→ **Exercise**: Find the line containing "woman in orange" in the data below and repeat it, along with all later lines, exactly through the last one.

→ **Dataset**:
- Opening Delimiter -

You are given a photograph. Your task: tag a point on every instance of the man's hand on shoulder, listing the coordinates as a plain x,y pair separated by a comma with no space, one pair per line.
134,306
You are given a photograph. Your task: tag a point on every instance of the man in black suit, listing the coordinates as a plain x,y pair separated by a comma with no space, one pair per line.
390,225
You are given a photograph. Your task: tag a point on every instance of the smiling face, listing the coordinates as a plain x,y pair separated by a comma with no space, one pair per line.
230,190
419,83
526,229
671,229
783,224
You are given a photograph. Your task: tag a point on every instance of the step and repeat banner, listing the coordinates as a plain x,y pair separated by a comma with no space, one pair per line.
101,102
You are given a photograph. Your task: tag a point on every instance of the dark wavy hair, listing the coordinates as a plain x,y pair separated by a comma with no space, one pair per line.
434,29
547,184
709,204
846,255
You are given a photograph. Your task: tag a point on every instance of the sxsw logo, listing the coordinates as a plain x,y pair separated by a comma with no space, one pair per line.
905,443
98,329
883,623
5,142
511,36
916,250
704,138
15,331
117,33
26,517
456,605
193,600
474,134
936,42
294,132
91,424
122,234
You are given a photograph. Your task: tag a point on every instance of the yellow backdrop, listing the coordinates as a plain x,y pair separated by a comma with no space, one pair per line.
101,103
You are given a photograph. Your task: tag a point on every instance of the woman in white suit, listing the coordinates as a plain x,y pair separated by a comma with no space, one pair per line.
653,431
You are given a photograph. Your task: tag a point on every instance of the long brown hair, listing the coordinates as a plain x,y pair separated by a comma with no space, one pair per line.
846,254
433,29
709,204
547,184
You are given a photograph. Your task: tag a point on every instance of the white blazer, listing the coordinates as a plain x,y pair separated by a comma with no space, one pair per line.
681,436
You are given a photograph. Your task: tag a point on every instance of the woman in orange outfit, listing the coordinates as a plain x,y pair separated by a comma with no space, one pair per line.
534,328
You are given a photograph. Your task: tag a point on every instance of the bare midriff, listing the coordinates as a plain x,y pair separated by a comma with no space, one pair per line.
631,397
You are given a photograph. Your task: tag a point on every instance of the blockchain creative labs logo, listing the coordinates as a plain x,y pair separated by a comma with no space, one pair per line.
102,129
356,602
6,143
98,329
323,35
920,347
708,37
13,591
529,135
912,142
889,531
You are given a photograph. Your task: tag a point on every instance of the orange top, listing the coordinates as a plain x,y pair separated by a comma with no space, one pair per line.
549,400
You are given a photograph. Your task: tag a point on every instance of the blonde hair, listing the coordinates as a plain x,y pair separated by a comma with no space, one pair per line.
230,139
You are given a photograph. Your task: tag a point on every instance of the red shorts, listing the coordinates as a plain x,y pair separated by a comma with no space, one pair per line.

- Closing Delimiter -

→ **Solution for this problem**:
You are given a photograph. Your task: tag a point on every instance of the woman in orange outfit, listing the coordinates as a plain x,y pair separated by a comma with no space, one pair per line.
534,328
You are given a photograph. Your task: tag a point on every instance of the bare midriff, listing the coordinates as a plain x,y pair separated by a comma with no space, one pair per line.
631,397
You are given a photograph. Your task: tag a point on every instance of the blockchain creative labs logo, listing the coordinates as a plain x,y pair separated by a comma with no space, one pair per line.
102,129
356,602
6,143
98,329
323,35
920,347
708,37
13,591
529,135
912,142
889,531
You are given a photograph. Your task: tag a point on every instance of the orange top, listing the coordinates as a plain x,y pair separated by a comma with no space, one pair per line.
549,400
You are given a photograph. Your task: tag a point on every instance of the blonde hair, listing the coordinates as a plain x,y pair separated by a comma with no space, one pair per line.
230,139
You are given a photograph. Your task: tag a point on every instance of the red shorts, listing the coordinates as a plain x,y pair separated by a comma with no space, one pair per line.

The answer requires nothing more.